[Point annotation records]
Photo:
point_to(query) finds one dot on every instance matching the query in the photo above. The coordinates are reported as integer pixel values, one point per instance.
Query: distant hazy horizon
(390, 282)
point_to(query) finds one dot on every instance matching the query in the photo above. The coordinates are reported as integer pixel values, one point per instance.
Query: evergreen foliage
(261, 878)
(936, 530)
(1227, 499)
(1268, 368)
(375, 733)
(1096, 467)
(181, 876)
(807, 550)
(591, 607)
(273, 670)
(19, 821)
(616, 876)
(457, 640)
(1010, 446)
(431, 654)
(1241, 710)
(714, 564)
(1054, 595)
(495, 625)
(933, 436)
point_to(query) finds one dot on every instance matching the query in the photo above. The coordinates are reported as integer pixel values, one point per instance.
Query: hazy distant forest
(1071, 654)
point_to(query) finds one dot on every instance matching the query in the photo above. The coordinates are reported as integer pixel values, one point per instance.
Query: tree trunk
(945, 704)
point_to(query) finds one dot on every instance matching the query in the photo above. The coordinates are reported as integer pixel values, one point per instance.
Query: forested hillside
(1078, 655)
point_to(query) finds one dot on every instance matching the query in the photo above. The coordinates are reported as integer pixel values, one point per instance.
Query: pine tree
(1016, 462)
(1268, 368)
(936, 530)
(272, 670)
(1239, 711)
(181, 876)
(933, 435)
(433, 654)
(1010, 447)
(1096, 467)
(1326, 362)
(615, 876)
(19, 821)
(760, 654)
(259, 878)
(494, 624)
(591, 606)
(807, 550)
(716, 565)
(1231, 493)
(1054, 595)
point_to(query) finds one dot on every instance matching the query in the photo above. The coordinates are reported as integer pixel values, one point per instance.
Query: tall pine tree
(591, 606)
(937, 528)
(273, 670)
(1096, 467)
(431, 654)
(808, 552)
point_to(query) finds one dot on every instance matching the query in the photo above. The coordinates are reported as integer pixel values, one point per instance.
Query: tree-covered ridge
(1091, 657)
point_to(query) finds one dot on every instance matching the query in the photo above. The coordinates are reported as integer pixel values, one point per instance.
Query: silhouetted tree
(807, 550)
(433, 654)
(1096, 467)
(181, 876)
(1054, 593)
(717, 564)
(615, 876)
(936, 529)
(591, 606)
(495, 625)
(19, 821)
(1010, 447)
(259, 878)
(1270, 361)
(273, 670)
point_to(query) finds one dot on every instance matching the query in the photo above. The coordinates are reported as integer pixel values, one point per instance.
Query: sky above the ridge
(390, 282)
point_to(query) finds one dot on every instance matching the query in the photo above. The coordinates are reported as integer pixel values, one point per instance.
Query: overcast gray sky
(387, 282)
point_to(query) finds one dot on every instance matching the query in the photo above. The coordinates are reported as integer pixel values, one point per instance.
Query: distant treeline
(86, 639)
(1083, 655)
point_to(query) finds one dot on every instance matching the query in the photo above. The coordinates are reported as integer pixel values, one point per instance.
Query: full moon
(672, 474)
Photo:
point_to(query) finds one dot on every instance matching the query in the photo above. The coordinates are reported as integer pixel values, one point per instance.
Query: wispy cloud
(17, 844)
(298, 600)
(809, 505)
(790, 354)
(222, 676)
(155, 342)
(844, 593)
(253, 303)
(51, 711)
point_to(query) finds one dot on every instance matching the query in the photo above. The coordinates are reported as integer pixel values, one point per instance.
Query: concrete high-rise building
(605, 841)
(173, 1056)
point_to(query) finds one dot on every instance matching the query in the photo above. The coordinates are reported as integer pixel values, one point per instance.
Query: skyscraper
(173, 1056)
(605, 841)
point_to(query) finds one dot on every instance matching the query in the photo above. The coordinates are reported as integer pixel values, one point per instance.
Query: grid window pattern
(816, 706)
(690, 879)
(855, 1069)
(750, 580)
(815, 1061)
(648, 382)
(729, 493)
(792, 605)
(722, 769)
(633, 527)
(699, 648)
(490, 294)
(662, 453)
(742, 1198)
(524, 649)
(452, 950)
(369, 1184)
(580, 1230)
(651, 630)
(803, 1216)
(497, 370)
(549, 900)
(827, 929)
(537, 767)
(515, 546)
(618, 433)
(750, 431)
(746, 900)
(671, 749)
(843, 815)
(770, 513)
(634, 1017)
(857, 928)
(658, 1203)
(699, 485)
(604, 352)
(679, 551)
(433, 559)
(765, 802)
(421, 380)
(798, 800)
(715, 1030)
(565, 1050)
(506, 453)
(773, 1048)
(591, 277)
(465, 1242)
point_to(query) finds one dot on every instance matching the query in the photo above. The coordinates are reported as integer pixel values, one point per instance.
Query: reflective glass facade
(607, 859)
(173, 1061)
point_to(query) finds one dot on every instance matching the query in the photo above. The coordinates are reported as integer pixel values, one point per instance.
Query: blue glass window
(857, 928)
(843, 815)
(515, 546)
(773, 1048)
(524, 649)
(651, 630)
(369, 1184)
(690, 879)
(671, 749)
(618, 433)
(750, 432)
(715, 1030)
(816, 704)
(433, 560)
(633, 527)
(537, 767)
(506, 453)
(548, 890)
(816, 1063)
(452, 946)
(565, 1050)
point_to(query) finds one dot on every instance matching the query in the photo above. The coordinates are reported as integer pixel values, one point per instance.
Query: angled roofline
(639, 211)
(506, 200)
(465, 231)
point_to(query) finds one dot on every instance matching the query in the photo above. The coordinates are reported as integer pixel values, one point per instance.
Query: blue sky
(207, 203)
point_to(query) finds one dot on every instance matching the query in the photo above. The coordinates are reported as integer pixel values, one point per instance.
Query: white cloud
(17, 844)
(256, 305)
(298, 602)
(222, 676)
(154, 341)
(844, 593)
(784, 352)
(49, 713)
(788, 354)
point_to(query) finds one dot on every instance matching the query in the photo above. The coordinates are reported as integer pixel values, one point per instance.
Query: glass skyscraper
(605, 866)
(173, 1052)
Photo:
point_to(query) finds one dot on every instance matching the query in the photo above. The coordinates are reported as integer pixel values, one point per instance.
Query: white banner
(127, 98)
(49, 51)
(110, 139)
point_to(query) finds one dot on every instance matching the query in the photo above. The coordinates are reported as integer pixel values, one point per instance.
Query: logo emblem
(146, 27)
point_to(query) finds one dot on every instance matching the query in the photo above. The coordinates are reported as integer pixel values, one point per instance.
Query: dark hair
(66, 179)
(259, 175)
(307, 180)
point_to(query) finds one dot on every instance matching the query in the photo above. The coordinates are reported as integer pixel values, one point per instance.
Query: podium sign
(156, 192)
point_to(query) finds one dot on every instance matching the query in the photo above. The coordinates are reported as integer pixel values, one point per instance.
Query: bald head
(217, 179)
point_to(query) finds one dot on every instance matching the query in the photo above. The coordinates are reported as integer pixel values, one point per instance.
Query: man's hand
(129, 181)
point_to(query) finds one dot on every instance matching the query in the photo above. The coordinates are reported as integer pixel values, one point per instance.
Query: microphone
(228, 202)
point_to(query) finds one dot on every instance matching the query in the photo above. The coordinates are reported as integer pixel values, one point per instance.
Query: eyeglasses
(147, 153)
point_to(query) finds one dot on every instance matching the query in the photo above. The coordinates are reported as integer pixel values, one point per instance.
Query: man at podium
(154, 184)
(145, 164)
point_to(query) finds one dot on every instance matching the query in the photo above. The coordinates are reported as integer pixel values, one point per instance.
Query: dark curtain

■ Direction: Copy out the material above in its entirety. Every detail must match.

■ In response:
Photo:
point_to(query) finds one dot on every instance matching the query in the photo above. The coordinates are reported as integer pixel values, one point per instance.
Query: distant hazy horizon
(390, 282)
point_to(query) finds one dot on every instance matching the query in the photo above. The coordinates are reported as integer pixel values, one point per instance.
Query: evergreen foliage
(261, 878)
(936, 530)
(1227, 499)
(1268, 368)
(375, 733)
(1096, 467)
(181, 876)
(807, 550)
(591, 607)
(273, 670)
(19, 821)
(616, 876)
(457, 640)
(1010, 446)
(431, 654)
(1241, 710)
(714, 564)
(1054, 595)
(495, 625)
(933, 436)
point_to(query) finds one dot on every instance matching the query in the photo above. The coordinates are reported as integer pixel values, one point per instance.
Query: hazy distant forest
(1071, 654)
point_to(query) finds one dot on every instance matching the query in the photo above. The coordinates are reported as integer pixel values, one point per instance.
Query: tree trunk
(945, 704)
point_to(query) finds one dot on every instance matching the query in the photo above. The coordinates are reported as integer pixel values, one point per instance.
Query: forested hillside
(1078, 655)
point_to(query) finds one dot on every instance matching the query in the photo above. The coordinates are reported as integer pixel values, one point per instance.
Query: pine tree
(1016, 462)
(1268, 368)
(936, 530)
(272, 670)
(1239, 711)
(181, 876)
(933, 435)
(433, 654)
(1010, 447)
(1096, 467)
(1326, 362)
(615, 876)
(19, 821)
(760, 654)
(259, 878)
(494, 624)
(591, 606)
(807, 550)
(716, 565)
(1231, 493)
(1054, 595)
point_to(query) finds one dot on every instance matching the query in the photo above. The coordinates are reported as integer pixel values, one point per instance.
Query: tall pine tree
(591, 606)
(937, 528)
(273, 670)
(1096, 467)
(431, 654)
(808, 552)
point_to(query) finds one dot on every instance matching the query in the photo above. The coordinates are reported as integer pixel values, one point per instance.
Query: tree-covered ridge
(1091, 657)
point_to(query) finds one dot on every instance matching the query in the photo above. The coordinates are reported as integer pixel values, one point per instance.
Query: silhouetted tree
(807, 550)
(433, 654)
(1096, 467)
(181, 876)
(1054, 593)
(717, 564)
(615, 876)
(936, 529)
(591, 606)
(495, 625)
(19, 821)
(1010, 447)
(259, 878)
(1270, 361)
(273, 670)
point_to(query) finds one dot on every instance matching the query in the photo above. The coordinates are reported as integer pixel values, one point per instance.
Query: sky above the ridge
(390, 282)
point_to(query) finds one dot on every instance matching the query in the photo above. The coordinates are reported as integer pixel values, one point per instance.
Query: overcast gray sky
(387, 282)
point_to(query) finds one dot on every instance matching the query in the photo above. The coordinates are reported as integer pixel values, one point per instance.
Query: distant treeline
(86, 639)
(1083, 655)
point_to(query) finds one dot on every instance matching the query in the photo above. The coordinates are reported as integer pixel values, one point per instance.
Query: full moon
(672, 474)
Photo:
point_to(query) finds one dot on every instance matching the query in the photo above. The coordinates are reported as integer pixel values, one point per instance.
Query: wispy cloud
(17, 844)
(298, 600)
(809, 505)
(790, 354)
(222, 676)
(155, 342)
(844, 593)
(253, 303)
(51, 711)
point_to(query) finds one dot on every instance matching the query in the photo above. The coordinates are reported as integer pixel values, one point per instance.
Query: concrete high-rise building
(605, 841)
(173, 1056)
point_to(query) finds one dot on every instance matching the query in the photo above. The coordinates are reported as integer pixel values, one point per instance.
Query: skyscraper
(173, 1056)
(605, 841)
point_to(query) finds one dot on every instance matching the query in the photo above. The coordinates are reported as integer pixel values, one point per instance.
Query: grid window pattern
(816, 706)
(690, 879)
(855, 1069)
(750, 580)
(815, 1061)
(648, 382)
(729, 493)
(792, 605)
(722, 769)
(633, 527)
(699, 648)
(490, 294)
(662, 453)
(742, 1198)
(524, 649)
(452, 950)
(369, 1184)
(580, 1230)
(651, 630)
(803, 1216)
(497, 370)
(549, 900)
(827, 929)
(537, 767)
(515, 546)
(618, 433)
(750, 431)
(746, 900)
(671, 749)
(843, 815)
(770, 513)
(634, 1017)
(857, 928)
(658, 1203)
(699, 485)
(604, 352)
(679, 551)
(433, 559)
(765, 802)
(421, 380)
(798, 800)
(715, 1030)
(565, 1050)
(506, 453)
(773, 1048)
(591, 277)
(465, 1242)
point_to(query) finds one dot on every instance matching the query in the photo above. The coordinates are reported as integer pixel values, one point per instance.
Query: reflective glass facade
(607, 859)
(173, 1061)
point_to(query) finds one dot on every instance matching the query in the photo above. The coordinates are reported as integer pixel values, one point per instance.
Query: blue glass window
(857, 928)
(843, 815)
(515, 546)
(773, 1048)
(524, 649)
(651, 630)
(369, 1184)
(690, 879)
(671, 749)
(618, 433)
(750, 432)
(715, 1030)
(816, 704)
(433, 560)
(633, 527)
(537, 767)
(506, 453)
(548, 890)
(816, 1063)
(452, 946)
(565, 1050)
point_to(query) finds one dot on every instance matching the query in the photo above. The coordinates are reported as integer pixel values, one point per instance.
Query: angled roofline
(639, 211)
(506, 200)
(465, 231)
point_to(query) finds one dot on every instance matching the query in the photo above. The coordinates are reported as integer pixel values, one point per instance.
Query: blue sky
(207, 203)
point_to(query) finds one dot on every instance matching the query in the photo above. The coordinates are reported as integer pixel values, one point per instance.
Query: white cloud
(17, 844)
(256, 305)
(298, 602)
(222, 676)
(154, 341)
(844, 593)
(784, 352)
(49, 713)
(788, 354)
point_to(query) finds one dot on every instance matching the query in the photo above. The coordinates are reported as integer pixel values, one point per instance.
Query: glass skyscraper
(605, 866)
(173, 1052)
Photo:
point_to(query) finds one dot on every instance matching the query in the photo above. The coordinates are reported as integer pixel values, one point per instance.
Query: white banner
(127, 98)
(49, 51)
(110, 139)
point_to(query) finds one dot on every instance matching the query in the photo above. The coordinates are reported as integer pixel values, one point per instance.
Query: logo emblem
(146, 27)
point_to(query) finds one dot on every instance matching the query in the photo above. The coordinates are reported as integer pixel values, one point per instance.
Query: dark hair
(66, 179)
(259, 175)
(307, 180)
point_to(query) finds one dot on every instance matching the query in the photo above. The coordinates are reported as integer pixel values, one point per instance.
Query: podium sign
(156, 192)
point_to(query) finds one dot on every instance matching the query in the photo above. The coordinates are reported as integer pixel values, one point per instance.
Query: bald head
(217, 179)
point_to(query) finds one dot on every instance matching the query in the photo above. The coordinates are reported as integer pixel values, one point per instance.
Query: man's hand
(129, 181)
point_to(query) finds one dot on every instance matching the query in the photo above. The coordinates are reported as integer pixel values, one point per instance.
Query: microphone
(228, 202)
point_to(query) finds one dot on every instance matching the query in the photo above. The coordinates are reported as integer pixel values, one point per instance.
Query: eyeglasses
(147, 153)
point_to(query) finds one dot on every instance matching the query in the photo above. The coordinates are reported as integer pixel values, one point per instance.
Query: man at podium
(154, 184)
(145, 164)
point_to(query) finds one dot on every instance matching the query in the photo above. The coordinates are reported as integer pixel values, one point per instance.
Query: dark curtain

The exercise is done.